### Source document
━━━━━━━━━━━━━━━━━━━━━━━━━━━━━━
Several Internet providers had sued AT&T unit Pacific Bell Telephone Co. contending that its wholesale prices were too high for them to compete with AT&T’s own Internet service, the Wall Street Journal reports (sub. req.). Pac Bell was required to sell access to its network at wholesale prices under federal law.

The price-squeeze theory holds that a company with market power at the wholesale level may not leave insufficient margin between its wholesale and retail prices in an effort to squelch competition from wholesale purchasers, according to the petition for certiorari (PDF posted by SCOTUSblog). The San Francisco-based 9th U.S. Circuit Court of Appeals had allowed the claim to proceed.
━━━━━━━━━━━━━━━━━━━━━━━━━━━━━━
### Dataset excerpt
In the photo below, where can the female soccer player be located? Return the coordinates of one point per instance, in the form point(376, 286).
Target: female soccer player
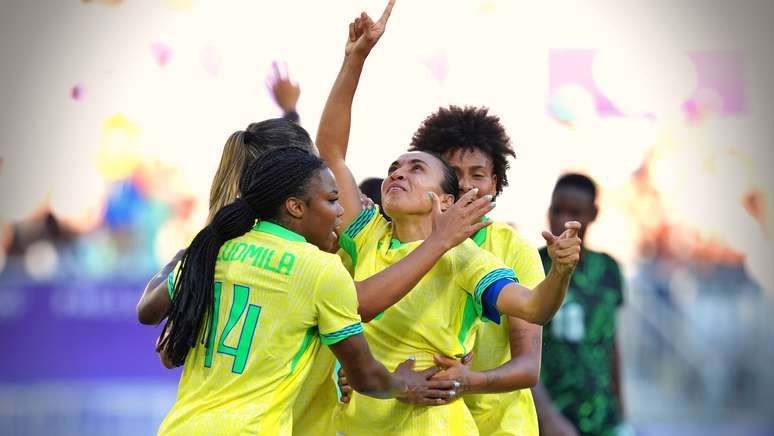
━━━━━━━━━━━━━━━━━━━━━━━━━━━━━━
### The exercise
Continue the passage on the price-squeeze lawsuit against Pacific Bell, starting after its last sentence.

### Written answer
Solicitor General Paul Clement had urged the court to grant cert and reverse the 9th Circuit, according to the Wall Street Journal story. “Such a theory of liability could not be reconciled with this court’s modern antitrust jurisprudence,” he wrote.

The Federal Trade Commission announced in a press release (PDF) that it disagreed with Clement’s analysis, SCOTUSblog reports. “The holding of the 9th Circuit is unquestionably correct,” the FTC statement says. “Price-squeeze claims have long been part of [antitrust] doctrine.”

The case is Pacific Bell Telephone Co. v. Linkline Communications Inc.